Task to complete.
In the data below, count how many lines contain "provide" and give that number by itself.

Information shown.
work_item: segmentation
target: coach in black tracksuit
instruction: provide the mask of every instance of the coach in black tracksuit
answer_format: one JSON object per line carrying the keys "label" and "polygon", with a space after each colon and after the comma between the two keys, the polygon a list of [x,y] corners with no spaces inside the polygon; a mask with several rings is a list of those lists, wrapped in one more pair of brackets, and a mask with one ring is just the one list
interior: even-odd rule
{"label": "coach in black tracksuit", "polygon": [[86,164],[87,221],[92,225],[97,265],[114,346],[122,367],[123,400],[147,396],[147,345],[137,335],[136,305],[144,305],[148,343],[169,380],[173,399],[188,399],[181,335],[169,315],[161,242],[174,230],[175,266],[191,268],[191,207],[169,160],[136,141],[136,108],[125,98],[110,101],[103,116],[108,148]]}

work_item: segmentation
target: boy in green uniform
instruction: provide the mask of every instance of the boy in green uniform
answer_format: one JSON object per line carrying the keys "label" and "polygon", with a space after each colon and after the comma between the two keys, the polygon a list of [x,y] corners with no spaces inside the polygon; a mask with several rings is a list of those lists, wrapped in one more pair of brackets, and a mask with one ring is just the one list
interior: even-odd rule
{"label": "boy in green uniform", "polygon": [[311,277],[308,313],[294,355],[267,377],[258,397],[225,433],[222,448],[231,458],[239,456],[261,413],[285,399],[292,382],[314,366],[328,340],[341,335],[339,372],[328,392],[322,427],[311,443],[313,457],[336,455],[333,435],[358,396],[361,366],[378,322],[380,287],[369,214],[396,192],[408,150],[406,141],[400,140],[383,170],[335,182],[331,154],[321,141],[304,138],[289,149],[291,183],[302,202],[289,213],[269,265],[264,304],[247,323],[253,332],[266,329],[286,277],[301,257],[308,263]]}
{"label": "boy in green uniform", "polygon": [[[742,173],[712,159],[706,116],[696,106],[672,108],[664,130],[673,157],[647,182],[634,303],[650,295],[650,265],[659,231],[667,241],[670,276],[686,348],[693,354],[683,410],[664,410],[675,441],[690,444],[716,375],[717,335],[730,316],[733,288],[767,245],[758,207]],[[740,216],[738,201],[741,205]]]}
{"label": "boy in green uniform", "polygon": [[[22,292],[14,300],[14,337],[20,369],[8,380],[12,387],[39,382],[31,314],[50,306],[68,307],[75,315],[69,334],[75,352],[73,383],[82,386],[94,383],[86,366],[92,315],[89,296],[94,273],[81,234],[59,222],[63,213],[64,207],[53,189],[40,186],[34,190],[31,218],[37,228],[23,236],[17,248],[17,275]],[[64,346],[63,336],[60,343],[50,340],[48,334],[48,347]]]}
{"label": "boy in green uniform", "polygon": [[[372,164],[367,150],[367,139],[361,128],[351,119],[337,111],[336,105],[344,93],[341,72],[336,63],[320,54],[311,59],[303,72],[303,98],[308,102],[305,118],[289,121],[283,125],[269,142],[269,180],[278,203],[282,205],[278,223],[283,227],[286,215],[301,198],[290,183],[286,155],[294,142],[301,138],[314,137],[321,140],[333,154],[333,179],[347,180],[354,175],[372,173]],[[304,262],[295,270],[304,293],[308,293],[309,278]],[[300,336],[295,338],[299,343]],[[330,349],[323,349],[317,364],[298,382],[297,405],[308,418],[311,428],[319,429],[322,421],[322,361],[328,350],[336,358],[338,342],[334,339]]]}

Answer to this task.
2